Only the lines below between the ones containing "Target: rose bud" and "Target: folded ribbon tail", inclusive, are to be reproduced, each exactly as it stands.

* * *

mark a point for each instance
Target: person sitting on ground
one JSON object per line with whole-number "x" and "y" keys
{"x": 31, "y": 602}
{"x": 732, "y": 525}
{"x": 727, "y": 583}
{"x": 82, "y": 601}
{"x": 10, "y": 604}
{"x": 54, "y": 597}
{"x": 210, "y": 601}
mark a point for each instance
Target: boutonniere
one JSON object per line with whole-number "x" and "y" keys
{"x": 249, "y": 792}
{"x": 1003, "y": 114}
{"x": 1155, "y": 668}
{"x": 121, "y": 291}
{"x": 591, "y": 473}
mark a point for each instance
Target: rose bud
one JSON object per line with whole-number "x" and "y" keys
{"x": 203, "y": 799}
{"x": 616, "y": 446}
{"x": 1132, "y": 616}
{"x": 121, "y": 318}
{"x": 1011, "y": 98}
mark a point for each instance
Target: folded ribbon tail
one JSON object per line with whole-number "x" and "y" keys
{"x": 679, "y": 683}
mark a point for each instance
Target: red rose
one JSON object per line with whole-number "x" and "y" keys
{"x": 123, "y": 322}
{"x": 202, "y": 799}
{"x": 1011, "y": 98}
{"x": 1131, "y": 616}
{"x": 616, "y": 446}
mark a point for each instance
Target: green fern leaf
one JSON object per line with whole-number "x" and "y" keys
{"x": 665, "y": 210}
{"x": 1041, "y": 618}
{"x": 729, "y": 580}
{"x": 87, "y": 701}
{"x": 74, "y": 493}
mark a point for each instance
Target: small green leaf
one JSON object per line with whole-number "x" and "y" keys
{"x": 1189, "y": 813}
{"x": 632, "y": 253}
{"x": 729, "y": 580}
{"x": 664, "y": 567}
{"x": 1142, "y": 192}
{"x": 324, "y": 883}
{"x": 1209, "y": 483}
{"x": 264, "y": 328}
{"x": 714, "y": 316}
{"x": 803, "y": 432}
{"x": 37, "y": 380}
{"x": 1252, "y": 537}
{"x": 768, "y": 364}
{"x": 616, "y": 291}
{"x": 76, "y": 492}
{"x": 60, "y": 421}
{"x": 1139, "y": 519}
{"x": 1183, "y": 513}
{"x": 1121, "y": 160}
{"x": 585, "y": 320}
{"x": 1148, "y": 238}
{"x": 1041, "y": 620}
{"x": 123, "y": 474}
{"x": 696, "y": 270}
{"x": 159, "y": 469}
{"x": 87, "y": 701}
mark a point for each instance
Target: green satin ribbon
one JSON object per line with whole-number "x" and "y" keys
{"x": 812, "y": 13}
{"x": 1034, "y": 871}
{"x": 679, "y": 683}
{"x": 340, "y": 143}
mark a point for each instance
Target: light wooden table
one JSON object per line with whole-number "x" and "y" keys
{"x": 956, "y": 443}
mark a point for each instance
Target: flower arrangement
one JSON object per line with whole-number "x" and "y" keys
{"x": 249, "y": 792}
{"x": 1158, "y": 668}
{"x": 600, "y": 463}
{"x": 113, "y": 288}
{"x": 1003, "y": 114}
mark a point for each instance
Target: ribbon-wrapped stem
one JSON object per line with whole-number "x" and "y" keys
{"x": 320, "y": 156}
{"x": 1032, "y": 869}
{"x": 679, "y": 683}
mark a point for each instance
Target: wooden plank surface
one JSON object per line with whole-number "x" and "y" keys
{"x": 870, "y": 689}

* * *

§ **Exercise solution**:
Target: rose bud
one JSON object per line with whole-number "x" and "y" keys
{"x": 203, "y": 799}
{"x": 616, "y": 446}
{"x": 1132, "y": 616}
{"x": 121, "y": 318}
{"x": 1011, "y": 98}
mark a point for each instance
Target: folded ribbon tail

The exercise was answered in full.